* **SUPPLIED DATA**:

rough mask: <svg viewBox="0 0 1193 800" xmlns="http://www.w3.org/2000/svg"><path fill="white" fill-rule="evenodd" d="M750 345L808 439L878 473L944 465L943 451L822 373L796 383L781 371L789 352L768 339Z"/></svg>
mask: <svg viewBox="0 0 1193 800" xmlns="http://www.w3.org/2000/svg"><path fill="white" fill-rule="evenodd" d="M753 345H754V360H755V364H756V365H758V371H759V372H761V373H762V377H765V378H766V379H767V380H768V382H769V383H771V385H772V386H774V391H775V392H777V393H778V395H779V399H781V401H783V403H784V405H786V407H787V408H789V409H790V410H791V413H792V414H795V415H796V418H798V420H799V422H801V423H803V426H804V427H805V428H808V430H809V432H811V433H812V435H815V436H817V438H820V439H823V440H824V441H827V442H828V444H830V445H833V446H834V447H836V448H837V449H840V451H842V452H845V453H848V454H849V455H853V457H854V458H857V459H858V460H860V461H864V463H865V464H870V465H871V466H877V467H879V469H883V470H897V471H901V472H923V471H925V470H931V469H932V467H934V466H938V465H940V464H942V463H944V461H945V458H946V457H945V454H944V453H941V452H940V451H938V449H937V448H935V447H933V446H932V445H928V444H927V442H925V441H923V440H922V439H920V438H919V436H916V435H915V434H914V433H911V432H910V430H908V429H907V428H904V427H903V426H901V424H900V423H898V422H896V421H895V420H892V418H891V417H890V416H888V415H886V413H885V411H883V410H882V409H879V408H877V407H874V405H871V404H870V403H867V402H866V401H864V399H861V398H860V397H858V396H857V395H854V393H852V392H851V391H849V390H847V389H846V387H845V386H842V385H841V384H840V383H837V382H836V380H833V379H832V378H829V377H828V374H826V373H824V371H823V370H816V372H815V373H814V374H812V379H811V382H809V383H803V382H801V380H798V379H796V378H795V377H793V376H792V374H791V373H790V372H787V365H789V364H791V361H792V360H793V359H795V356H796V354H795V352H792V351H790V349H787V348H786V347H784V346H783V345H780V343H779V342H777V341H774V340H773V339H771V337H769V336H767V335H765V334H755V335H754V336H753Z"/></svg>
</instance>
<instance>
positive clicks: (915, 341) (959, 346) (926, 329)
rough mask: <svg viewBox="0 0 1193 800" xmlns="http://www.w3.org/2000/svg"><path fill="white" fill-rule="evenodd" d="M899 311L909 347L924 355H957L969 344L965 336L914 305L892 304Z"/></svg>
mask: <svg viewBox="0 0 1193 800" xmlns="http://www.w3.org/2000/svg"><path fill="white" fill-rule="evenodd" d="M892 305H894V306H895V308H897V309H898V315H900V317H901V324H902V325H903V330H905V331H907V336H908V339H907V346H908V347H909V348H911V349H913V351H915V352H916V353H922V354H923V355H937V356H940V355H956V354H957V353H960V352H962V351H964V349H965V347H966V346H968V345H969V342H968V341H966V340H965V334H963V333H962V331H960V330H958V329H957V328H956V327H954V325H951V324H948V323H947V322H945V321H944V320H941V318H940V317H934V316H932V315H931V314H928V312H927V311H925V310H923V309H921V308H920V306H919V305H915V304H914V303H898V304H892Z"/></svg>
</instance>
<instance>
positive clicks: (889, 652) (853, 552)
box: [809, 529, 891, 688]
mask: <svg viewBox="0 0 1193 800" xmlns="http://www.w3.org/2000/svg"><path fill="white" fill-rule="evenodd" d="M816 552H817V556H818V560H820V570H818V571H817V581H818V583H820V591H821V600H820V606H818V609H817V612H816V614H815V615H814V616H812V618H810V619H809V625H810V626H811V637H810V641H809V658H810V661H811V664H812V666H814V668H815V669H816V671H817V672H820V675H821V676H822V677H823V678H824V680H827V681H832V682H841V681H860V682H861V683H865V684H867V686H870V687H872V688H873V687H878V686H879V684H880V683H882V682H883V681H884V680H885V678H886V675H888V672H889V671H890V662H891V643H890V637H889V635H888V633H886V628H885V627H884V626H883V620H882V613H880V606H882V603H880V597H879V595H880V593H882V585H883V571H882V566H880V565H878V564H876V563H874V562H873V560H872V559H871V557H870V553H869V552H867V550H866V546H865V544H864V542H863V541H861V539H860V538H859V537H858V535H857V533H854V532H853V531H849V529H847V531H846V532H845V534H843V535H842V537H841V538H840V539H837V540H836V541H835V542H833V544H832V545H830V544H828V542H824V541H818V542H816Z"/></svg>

* **HOW TO COMPLETE THIS TASK**: Reply with an exact transcription of the material above.

* **RESULT**:
rough mask: <svg viewBox="0 0 1193 800" xmlns="http://www.w3.org/2000/svg"><path fill="white" fill-rule="evenodd" d="M750 345L808 439L878 473L944 465L943 451L822 373L796 383L781 371L789 352L768 339Z"/></svg>
mask: <svg viewBox="0 0 1193 800" xmlns="http://www.w3.org/2000/svg"><path fill="white" fill-rule="evenodd" d="M753 345H754V360H755V364H756V365H758V371H759V372H761V373H762V377H765V378H766V379H767V380H768V382H769V383H771V385H772V386H774V391H775V392H777V393H778V395H779V399H781V401H783V403H784V405H786V407H787V408H789V409H790V410H791V413H792V414H795V415H796V418H798V420H799V422H801V423H803V426H804V427H805V428H808V430H809V432H811V433H812V435H815V436H817V438H820V439H823V440H824V441H827V442H828V444H830V445H833V446H834V447H836V448H837V449H840V451H842V452H845V453H848V454H849V455H853V457H854V458H857V459H858V460H860V461H864V463H865V464H870V465H871V466H877V467H879V469H883V470H897V471H901V472H923V471H925V470H931V469H932V467H934V466H938V465H940V464H942V463H944V461H945V458H946V457H945V454H944V453H941V452H940V451H938V449H937V448H935V447H933V446H932V445H928V444H927V442H925V441H923V440H922V439H920V438H919V436H916V435H915V434H914V433H911V432H910V430H908V429H907V428H904V427H903V426H901V424H900V423H898V422H896V421H895V420H892V418H891V417H890V416H888V415H886V413H885V411H883V410H882V409H879V408H877V407H874V405H871V404H870V403H867V402H866V401H864V399H861V398H860V397H858V396H857V395H854V393H852V392H851V391H849V390H847V389H846V387H845V386H842V385H841V384H840V383H837V382H836V380H833V379H832V378H829V377H828V374H826V373H824V371H823V370H816V372H815V373H814V374H812V379H811V382H809V383H803V382H801V380H798V379H796V378H795V377H793V376H792V374H791V373H790V372H787V365H789V364H791V361H792V360H793V359H795V356H796V354H795V352H792V351H790V349H787V348H786V347H784V346H783V345H780V343H779V342H777V341H774V340H773V339H771V337H769V336H767V335H765V334H755V335H754V336H753Z"/></svg>
</instance>
<instance>
positive clicks: (915, 341) (959, 346) (926, 329)
rough mask: <svg viewBox="0 0 1193 800" xmlns="http://www.w3.org/2000/svg"><path fill="white" fill-rule="evenodd" d="M899 311L909 347L924 355H957L969 344L965 336L914 305L892 304Z"/></svg>
mask: <svg viewBox="0 0 1193 800" xmlns="http://www.w3.org/2000/svg"><path fill="white" fill-rule="evenodd" d="M892 305H894V306H895V308H897V309H898V315H900V317H901V324H902V325H903V330H905V331H907V336H908V339H907V346H908V347H909V348H911V349H913V351H915V352H916V353H922V354H923V355H937V356H940V355H956V354H957V353H960V352H962V351H964V349H965V347H966V346H968V345H969V342H968V341H966V340H965V334H963V333H962V331H960V330H958V329H957V328H956V327H954V325H951V324H948V323H947V322H945V321H944V320H941V318H940V317H934V316H932V315H931V314H928V312H927V311H925V310H923V309H921V308H920V306H919V305H915V304H914V303H898V304H892Z"/></svg>
</instance>
<instance>
positive clicks: (889, 652) (853, 552)
box: [809, 529, 891, 688]
mask: <svg viewBox="0 0 1193 800" xmlns="http://www.w3.org/2000/svg"><path fill="white" fill-rule="evenodd" d="M816 552H817V556H818V560H820V570H818V571H817V581H818V583H820V591H821V600H820V606H818V609H817V612H816V614H815V615H814V616H812V618H810V619H809V625H810V626H811V637H810V641H809V658H810V661H811V664H812V666H814V668H815V669H816V671H817V672H820V675H821V676H822V677H823V678H824V680H827V681H832V682H841V681H860V682H861V683H865V684H867V686H870V687H872V688H873V687H878V686H879V684H880V683H882V682H883V681H884V680H885V678H886V675H888V672H889V671H890V662H891V643H890V637H889V635H888V633H886V628H885V627H884V626H883V620H882V613H880V606H882V603H880V597H879V595H880V593H882V585H883V571H882V566H880V565H878V564H876V563H874V562H873V560H872V559H871V557H870V553H869V552H867V550H866V546H865V544H864V542H863V541H861V539H860V538H859V537H858V535H857V533H854V532H853V531H849V529H847V531H846V532H845V534H843V535H842V537H841V538H840V539H837V540H836V541H835V542H833V544H832V545H830V544H828V542H824V541H818V542H816Z"/></svg>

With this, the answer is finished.